Check every line of the entries below for "door", and copy the lines that have it.

• • • • • • •

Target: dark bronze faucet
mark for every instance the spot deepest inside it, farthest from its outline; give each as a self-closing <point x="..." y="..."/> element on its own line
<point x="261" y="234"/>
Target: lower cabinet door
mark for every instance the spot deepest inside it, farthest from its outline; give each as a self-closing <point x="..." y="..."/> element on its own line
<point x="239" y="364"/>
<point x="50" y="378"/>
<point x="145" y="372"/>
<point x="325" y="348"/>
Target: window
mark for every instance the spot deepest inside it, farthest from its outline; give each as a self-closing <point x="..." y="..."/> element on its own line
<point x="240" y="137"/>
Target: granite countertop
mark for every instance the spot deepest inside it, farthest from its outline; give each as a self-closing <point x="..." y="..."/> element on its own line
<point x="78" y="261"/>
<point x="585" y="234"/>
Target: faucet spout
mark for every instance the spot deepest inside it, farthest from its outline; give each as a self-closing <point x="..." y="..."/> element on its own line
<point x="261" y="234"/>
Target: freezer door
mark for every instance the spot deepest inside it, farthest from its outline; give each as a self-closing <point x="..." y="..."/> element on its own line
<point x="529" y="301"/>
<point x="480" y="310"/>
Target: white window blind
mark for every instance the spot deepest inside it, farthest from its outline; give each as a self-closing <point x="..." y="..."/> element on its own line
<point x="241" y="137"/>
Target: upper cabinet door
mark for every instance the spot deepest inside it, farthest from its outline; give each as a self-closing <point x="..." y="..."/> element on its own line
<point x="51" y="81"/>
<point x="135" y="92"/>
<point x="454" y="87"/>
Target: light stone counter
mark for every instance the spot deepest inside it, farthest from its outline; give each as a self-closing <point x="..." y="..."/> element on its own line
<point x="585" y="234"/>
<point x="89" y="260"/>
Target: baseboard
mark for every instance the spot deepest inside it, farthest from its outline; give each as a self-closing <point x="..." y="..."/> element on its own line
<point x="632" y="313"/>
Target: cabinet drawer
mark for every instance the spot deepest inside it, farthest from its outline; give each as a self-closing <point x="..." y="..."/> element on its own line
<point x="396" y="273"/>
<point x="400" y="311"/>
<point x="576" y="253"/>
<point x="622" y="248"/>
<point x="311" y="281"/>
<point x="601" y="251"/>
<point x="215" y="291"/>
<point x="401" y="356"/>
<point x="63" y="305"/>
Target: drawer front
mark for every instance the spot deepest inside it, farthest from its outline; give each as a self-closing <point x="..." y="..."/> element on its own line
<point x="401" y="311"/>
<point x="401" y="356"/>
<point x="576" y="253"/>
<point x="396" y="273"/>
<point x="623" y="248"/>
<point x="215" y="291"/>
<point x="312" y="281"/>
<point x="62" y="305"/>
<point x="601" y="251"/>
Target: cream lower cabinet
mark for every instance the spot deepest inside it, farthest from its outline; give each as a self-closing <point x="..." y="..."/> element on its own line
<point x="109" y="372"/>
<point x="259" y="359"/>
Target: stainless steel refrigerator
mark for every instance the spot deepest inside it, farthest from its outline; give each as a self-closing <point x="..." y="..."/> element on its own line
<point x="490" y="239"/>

• • • • • • •

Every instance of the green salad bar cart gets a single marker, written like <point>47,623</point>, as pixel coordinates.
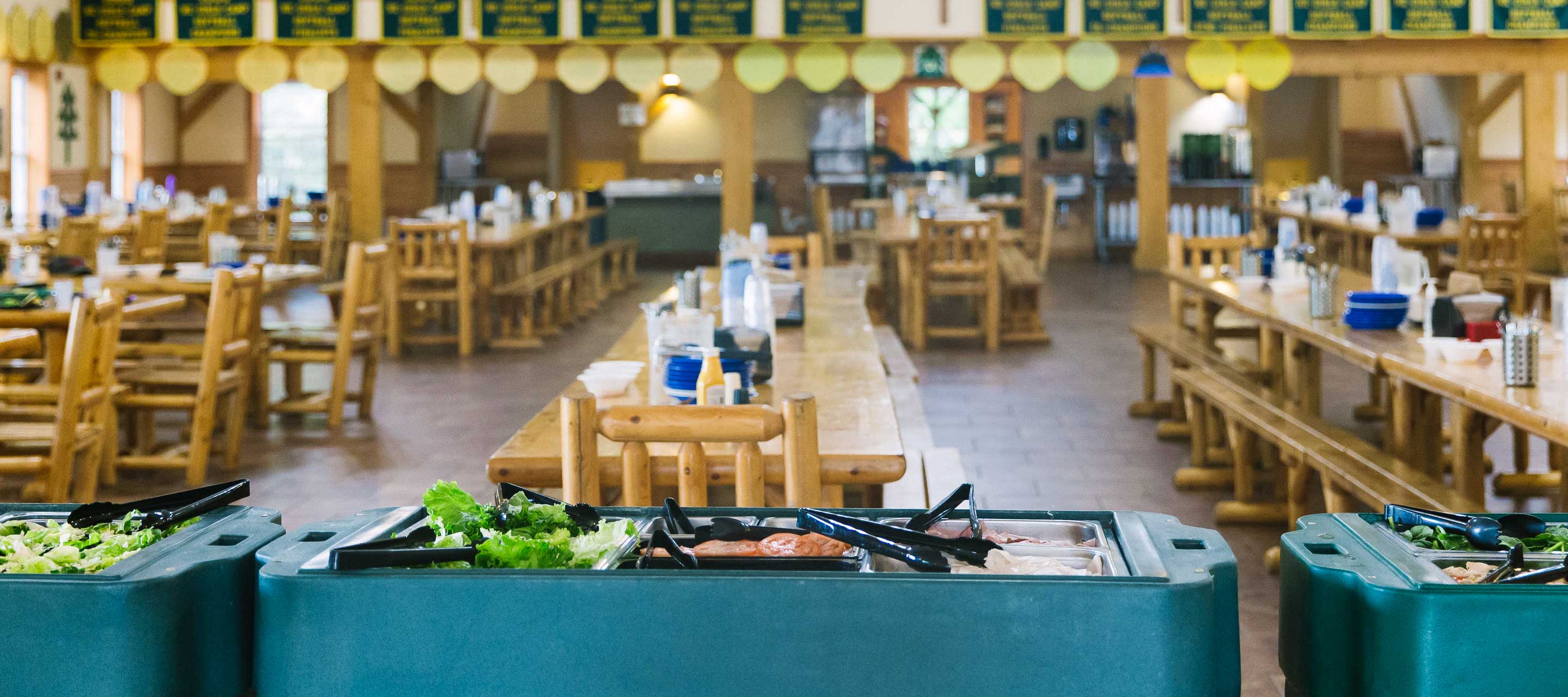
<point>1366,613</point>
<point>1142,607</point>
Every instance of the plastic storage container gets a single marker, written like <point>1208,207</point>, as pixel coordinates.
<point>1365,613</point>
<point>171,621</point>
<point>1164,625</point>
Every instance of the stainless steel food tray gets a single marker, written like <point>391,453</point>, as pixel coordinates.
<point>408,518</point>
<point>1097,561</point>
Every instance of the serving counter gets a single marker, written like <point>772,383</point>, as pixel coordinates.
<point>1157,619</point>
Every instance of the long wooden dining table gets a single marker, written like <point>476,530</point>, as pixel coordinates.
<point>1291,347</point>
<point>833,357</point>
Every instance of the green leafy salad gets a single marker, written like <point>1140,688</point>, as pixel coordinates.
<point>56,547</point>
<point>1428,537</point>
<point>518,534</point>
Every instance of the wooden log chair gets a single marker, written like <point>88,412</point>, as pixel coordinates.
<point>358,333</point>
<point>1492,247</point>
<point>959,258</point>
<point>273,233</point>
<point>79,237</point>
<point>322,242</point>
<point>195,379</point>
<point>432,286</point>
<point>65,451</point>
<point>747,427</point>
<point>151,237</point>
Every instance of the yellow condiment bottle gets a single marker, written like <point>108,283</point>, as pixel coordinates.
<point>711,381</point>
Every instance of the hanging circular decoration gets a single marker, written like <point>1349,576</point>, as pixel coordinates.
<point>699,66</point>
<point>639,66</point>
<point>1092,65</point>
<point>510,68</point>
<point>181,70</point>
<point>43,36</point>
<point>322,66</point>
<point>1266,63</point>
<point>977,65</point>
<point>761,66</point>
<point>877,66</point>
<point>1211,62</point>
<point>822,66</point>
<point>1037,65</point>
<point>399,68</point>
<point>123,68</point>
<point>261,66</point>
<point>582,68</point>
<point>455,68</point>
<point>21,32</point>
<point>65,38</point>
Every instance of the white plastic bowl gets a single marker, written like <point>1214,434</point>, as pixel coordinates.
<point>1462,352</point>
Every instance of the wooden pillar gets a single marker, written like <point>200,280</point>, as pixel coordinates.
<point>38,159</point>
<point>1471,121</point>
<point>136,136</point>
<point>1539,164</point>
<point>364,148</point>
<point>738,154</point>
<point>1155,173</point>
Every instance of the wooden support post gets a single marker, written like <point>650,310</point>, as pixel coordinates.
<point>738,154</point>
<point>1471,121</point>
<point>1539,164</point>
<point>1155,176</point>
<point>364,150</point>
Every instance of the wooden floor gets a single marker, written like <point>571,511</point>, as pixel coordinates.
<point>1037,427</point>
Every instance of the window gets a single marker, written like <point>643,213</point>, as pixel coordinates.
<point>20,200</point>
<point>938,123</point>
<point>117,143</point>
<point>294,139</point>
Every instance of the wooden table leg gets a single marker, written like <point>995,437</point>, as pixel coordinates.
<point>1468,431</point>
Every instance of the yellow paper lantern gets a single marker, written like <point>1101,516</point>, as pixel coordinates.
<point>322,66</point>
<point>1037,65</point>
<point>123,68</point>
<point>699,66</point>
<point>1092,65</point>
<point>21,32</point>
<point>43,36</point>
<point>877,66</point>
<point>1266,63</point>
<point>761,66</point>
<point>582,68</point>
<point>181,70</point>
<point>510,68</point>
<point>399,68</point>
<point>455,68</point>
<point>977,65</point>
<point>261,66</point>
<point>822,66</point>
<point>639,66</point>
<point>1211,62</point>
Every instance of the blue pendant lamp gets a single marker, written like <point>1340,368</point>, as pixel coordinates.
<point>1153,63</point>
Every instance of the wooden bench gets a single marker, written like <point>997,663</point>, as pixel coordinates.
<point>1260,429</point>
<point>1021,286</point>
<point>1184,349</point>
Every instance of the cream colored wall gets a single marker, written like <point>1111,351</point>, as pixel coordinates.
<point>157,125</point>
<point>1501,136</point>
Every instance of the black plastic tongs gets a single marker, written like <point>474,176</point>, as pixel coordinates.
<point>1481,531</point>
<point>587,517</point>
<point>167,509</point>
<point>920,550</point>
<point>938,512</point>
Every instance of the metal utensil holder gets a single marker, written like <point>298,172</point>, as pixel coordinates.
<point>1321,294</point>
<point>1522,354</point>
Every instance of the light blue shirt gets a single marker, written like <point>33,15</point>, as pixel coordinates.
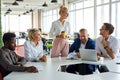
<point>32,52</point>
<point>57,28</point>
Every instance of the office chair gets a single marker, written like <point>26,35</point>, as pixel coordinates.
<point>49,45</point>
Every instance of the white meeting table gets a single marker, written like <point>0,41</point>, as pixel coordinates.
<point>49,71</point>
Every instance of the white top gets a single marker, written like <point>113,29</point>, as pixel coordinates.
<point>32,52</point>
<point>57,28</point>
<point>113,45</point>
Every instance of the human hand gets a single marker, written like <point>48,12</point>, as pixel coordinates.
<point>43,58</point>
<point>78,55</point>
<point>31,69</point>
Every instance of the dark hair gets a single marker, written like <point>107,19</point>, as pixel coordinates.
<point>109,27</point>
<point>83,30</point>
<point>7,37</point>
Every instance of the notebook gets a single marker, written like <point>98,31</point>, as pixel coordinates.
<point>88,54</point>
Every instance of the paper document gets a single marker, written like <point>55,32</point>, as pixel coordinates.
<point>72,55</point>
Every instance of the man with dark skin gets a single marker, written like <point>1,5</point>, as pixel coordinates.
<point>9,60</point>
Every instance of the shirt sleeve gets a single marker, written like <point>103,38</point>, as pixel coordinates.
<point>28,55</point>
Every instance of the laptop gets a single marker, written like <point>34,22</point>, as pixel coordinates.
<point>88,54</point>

• • • • • • •

◆ **Answer to this task**
Target: lower cabinet door
Target: freezer door
Target: upper cabinet door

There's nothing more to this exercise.